▸ WORK INSTRUCTION: Using the page text on executive power and secrecy, explain in one to three sentences the reasoning behind the Obama administration's claim that giving classified information to journalists is wholly unprotected by the First Amendment.

▸ PAGE TEXT:
************

January 14, 2015
Reclaiming Accountability: Transparency, Executive Power, and the U.S. Constitution
by Heidi Kitrosser, Professor of Law, University of Minnesota Law School
It is fairly well known by now that the Obama administration has prosecuted more persons for allegedly leaking classified information to journalists than all previous administrations combined. Yet much less attention has been paid to the legal justifications offered for these prosecutions.
Like its predecessors, the Obama administration has consistently maintained in litigation that communications conveying classified information to journalists are “wholly unprotected by the First Amendment.” This argument, which has been largely successful in the handful of prosecutions to reach courts over the years, rests on the notion that speech about government activities – speech that ordinarily would be deeply protected from content-based prosecution under the First Amendment – loses all protection once marked by the classification stamp. That stamp is wielded by the millions of persons with some form of classification authority, authority that stems primarily from presidential executive order.
The notion that information about the federal government can be shielded from view by executive fiat ― and that the Constitution not only tolerates but demands this arrangement ― is hardly limited to the realm of national security leak prosecutions. For example, the Obama administration, citing such constitutional reasoning, successfully objected to proposed legislation to broaden executive obligations to report certain activities to the congressional intelligence committees. And the Obama and Bush administrations similarly deemed it questionable whether the state secrets privilege could constitutionally be limited by statute.
Outside of the national security context, presidents of both parties repeatedly have argued that the president has a constitutional prerogative to prevent executive branch employees from testifying to Congress without White House preclearance or from disseminating information to the public without such prior review.
In Reclaiming Accountability, I dissect the constitutional arguments as well as the political forces underlying these “presidentialist” legal positions. Through examples spanning multiple factual contexts across parties and administrations, I demonstrate the deep influence that these positions have had ― and continue to have ― in all three branches of the federal government, in academia and in public discourse. In particular, I demonstrate the role that these arguments play in facilitating and justifying excessive and often unchecked government secrecy.
I also argue that presidentialist arguments are incorrect as matters of constitutional text, structure and history. I explain that the Constitution, far from supporting White House information control, provides myriad tools through which Congress, the courts and the people can fight unnecessary secrecy and reclaim the constitutional principle of government accountability.

************

▸ THE DATA:
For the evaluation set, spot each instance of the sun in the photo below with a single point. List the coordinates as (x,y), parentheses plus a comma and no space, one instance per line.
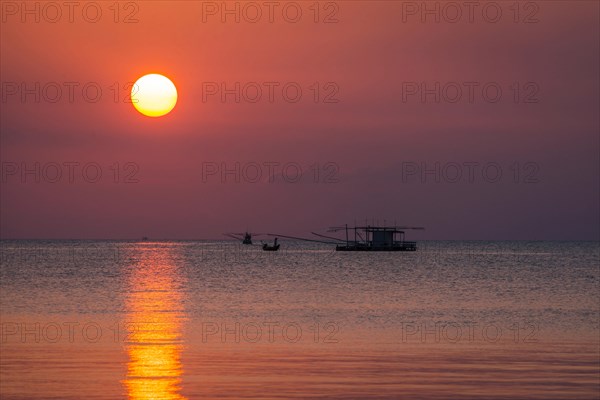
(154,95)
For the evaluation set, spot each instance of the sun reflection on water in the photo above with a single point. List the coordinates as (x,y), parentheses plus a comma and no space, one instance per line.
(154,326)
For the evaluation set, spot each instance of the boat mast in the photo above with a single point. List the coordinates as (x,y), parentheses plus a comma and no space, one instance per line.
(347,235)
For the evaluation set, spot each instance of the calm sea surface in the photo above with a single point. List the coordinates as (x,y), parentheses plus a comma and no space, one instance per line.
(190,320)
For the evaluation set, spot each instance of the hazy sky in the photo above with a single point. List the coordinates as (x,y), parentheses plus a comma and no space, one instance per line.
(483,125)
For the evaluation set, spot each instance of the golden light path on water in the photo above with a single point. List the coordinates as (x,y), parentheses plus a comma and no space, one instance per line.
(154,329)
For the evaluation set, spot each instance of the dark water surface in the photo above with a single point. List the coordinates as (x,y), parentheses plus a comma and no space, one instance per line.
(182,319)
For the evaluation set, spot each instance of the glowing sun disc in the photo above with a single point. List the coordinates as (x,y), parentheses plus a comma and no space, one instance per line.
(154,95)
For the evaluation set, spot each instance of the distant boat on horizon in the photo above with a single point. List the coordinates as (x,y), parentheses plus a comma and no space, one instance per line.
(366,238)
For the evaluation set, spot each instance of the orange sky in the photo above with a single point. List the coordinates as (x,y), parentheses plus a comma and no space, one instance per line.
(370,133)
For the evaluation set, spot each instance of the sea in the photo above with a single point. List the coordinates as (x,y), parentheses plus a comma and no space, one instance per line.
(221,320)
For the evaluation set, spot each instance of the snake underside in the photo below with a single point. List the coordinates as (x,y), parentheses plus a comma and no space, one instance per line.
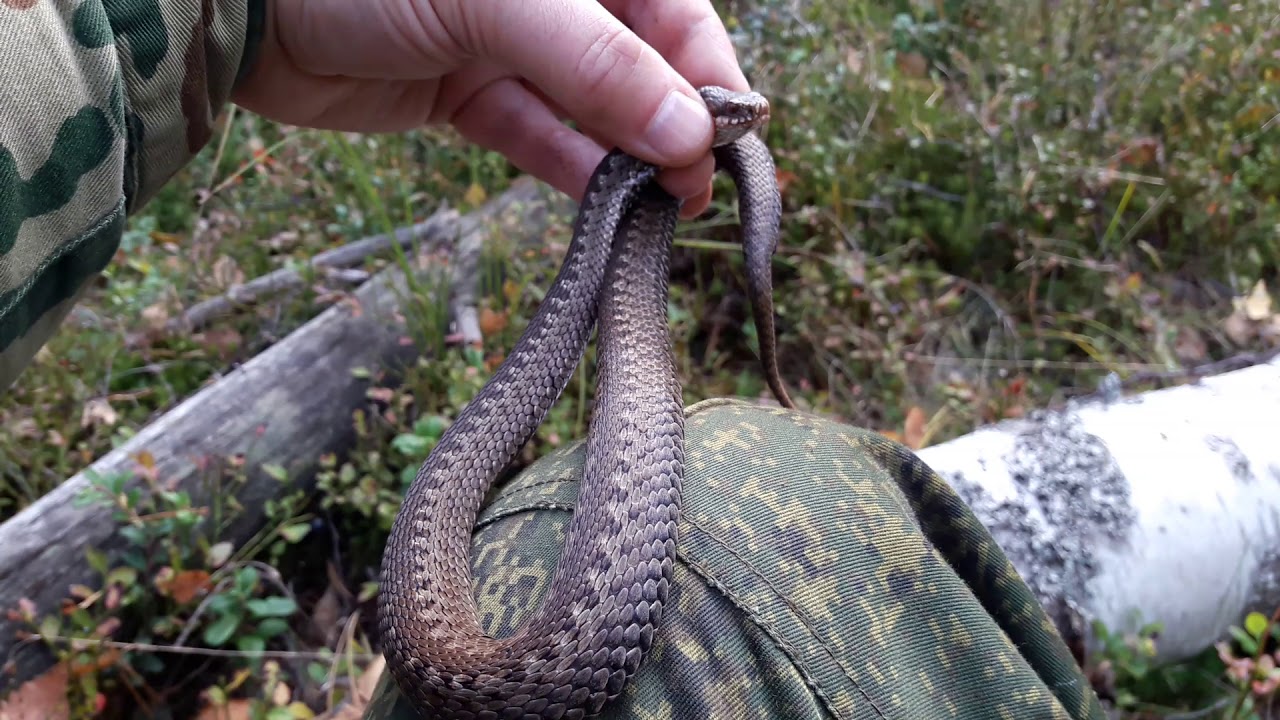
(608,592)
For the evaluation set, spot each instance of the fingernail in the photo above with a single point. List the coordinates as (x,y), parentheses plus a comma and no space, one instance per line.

************

▸ EXERCISE OUTPUT: The claim rests on the idea that speech about government activities loses all protection once it is marked with the classification stamp, even though such speech would ordinarily be deeply protected from content-based prosecution under the First Amendment.